Count how many lines of the following items contain the word "below", treating uppercase and lowercase as distinct, and give only the number.

Provided information:
+ + + + +

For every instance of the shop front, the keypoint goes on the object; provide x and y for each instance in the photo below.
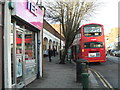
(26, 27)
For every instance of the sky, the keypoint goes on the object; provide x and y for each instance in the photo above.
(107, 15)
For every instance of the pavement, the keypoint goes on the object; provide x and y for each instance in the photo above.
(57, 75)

+ + + + +

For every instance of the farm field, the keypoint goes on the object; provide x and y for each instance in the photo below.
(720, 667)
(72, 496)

+ + + + +

Worked solution: 2